# What the task asks:
Give back the listing word for word, from top to bottom.
● ● ● ●
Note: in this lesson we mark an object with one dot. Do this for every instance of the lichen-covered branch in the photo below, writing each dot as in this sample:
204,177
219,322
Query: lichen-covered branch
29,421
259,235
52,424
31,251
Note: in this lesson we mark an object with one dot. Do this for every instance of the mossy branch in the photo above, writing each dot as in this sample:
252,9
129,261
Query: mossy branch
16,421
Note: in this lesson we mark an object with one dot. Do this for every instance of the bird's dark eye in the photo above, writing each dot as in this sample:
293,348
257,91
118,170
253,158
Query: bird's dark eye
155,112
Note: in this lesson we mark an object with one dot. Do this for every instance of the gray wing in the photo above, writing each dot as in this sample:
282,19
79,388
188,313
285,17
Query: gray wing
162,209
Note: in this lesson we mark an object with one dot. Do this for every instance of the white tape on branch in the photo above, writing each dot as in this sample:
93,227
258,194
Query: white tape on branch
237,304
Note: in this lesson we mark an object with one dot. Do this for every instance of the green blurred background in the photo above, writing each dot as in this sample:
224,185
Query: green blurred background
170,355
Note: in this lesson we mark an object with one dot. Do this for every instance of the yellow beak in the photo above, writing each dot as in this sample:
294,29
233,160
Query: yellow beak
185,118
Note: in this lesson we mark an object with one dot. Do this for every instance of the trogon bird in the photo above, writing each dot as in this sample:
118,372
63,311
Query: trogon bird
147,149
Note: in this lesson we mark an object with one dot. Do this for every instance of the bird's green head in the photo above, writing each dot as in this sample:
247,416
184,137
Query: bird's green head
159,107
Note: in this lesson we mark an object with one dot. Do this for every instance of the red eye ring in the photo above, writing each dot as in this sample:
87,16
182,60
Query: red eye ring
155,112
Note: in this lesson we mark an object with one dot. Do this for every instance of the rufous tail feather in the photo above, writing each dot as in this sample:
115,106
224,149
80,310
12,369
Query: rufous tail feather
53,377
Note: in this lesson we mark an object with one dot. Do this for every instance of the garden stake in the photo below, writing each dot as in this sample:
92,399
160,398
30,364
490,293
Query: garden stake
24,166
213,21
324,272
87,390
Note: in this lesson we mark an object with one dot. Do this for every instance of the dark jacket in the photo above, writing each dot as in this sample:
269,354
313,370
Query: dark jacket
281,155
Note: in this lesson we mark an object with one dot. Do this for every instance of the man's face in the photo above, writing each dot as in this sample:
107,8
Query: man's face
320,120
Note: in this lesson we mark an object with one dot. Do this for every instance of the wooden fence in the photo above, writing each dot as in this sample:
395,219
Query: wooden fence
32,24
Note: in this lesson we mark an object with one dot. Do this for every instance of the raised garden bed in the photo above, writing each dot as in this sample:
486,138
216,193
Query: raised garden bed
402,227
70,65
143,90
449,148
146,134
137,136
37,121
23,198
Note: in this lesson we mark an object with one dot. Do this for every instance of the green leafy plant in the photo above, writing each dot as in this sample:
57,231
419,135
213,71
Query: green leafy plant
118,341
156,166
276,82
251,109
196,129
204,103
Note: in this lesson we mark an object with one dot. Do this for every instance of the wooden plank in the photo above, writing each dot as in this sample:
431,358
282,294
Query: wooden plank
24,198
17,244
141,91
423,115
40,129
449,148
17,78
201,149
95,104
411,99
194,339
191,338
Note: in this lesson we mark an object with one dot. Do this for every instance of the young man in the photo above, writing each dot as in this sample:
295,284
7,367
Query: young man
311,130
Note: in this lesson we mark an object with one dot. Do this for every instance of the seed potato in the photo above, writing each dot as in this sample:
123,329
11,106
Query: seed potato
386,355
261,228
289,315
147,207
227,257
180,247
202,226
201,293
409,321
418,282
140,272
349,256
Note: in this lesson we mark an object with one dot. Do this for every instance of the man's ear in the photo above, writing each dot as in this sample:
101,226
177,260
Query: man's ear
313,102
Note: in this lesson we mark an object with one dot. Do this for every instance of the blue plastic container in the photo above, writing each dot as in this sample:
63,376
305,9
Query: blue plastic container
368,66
● ● ● ●
# Task result:
Note: in this lesson we mark an object with one dot. Do this for every instance of the lichen-covered branch in the photo below, writing each dot as in this sample:
204,177
219,322
Query: lichen-covered branch
29,421
259,235
52,424
31,251
Note: in this lesson we mark an object with one dot. Do this for every instance of the mossy branch in the photo above, writing each dot as in this sample:
252,9
129,261
Query: mossy branch
16,421
Note: in this lesson we mark an object with one dot. Do this for every instance of the bird's dark eye in the photo above, writing each dot as in this sample:
293,348
257,91
118,170
253,158
Query: bird's dark eye
155,112
Note: in this lesson we mark an object with one dot. Do this for every instance of the gray wing in the photo above, writing each dot as in this sample:
282,19
79,388
188,313
285,17
Query: gray wing
162,209
Note: in this lesson we mark an object with one dot. Do this for every instance of the white tape on branch in the photo above, writing each dot as in this sample:
93,227
258,194
Query: white tape on branch
237,304
Note: in this lesson we mark an object with one dot. Do this for every instance of the green blurred background in the photo above, writing each dot as in this sample:
224,185
Query: green blurred background
170,355
Note: in this lesson we mark an object with one dot. Do this for every instance of the yellow beak in the photo above, writing each dot as in this sample:
294,29
233,160
Query: yellow beak
185,118
Note: in this lesson we mark an object with one dot. Do this for every instance of the trogon bird in the photo above, writing each dot as in this sample:
118,372
63,311
Query: trogon bird
147,149
Note: in this lesson we mark an object with one dot. Do this for every instance of the bird's green head in the photo above, writing each dot as in this sample:
247,416
184,137
Query: bird's green head
159,107
Note: in this lesson we mark an object with one dot. Do this for every instance of the red eye ring in the photo above, writing each dot as in this sample:
87,16
182,60
Query: red eye ring
155,112
Note: in this lesson we mark an object with one dot. Do this for every instance of the rufous tail feather in the photo above, writing each dot as in this sample:
115,106
224,149
80,310
12,369
Query: rufous tail feather
53,377
Note: in this lesson we mark an object with one dot. Do this for every instance of the garden stake in the photo below, writing each dot as in this sample:
92,399
160,398
30,364
490,293
Query: garden stake
24,166
213,21
324,272
87,390
Note: in this lesson we mark an object with one dot. Do this for every instance of the dark jacket in the photo above, writing each dot as in this sample:
269,354
313,370
Query: dark jacket
281,155
Note: in this lesson we mark an object with one dot. Do this for every instance of the man's face in the photo above, writing each dot as in this sample:
107,8
Query: man's face
320,120
Note: in this lesson we mark an object with one dot. Do this for every instance of the wooden fence in the photo above, writing each dot as in this sample:
395,219
Query: wooden fence
32,24
Note: in this lesson we mark an object with one dot. Do this for every instance of the raised garden bed in the photo above, writing each dot as in this sample:
486,138
216,193
Query: raised garden bed
402,227
70,65
143,90
449,148
146,134
137,136
37,121
23,198
Note: in this lesson we mark an object with one dot. Do this for every instance of the green leafy plant in the photo above, writing each dot as in this sample:
57,231
419,135
213,71
Query: green leafy plant
118,341
156,166
276,82
251,109
196,129
204,103
Note: in this lesson we mark an object with one dot. Do this for every instance of the wooden plank in the photo above, writing each dot as in this sample:
431,358
282,294
Query: wooden plank
24,198
17,244
141,91
423,115
40,129
449,148
17,78
201,149
95,104
411,99
194,339
191,338
Note: in this lesson we mark an object with one dot. Do this for every instance of the young man in the photo above, writing each dot as in this sample:
295,284
7,367
Query: young man
311,130
Note: in this lesson we mark an object with one dot. Do this for every instance of the seed potato in the photo above, writing each dot as in this sample:
123,329
11,106
Query: seed potato
386,355
261,228
289,315
147,207
227,257
180,247
202,226
201,293
409,321
418,282
140,272
349,256
Note: in this lesson we mark an object with one dot. Do this for every instance of the man's ear in the photo above, writing each dot as in this sample:
101,226
177,260
Query: man's ear
313,102
Note: in this lesson we mark an object with one dot. Do this for every instance of the blue plastic container in the photo above, writing each dot as in this sample:
63,376
305,9
Query: blue plastic container
368,66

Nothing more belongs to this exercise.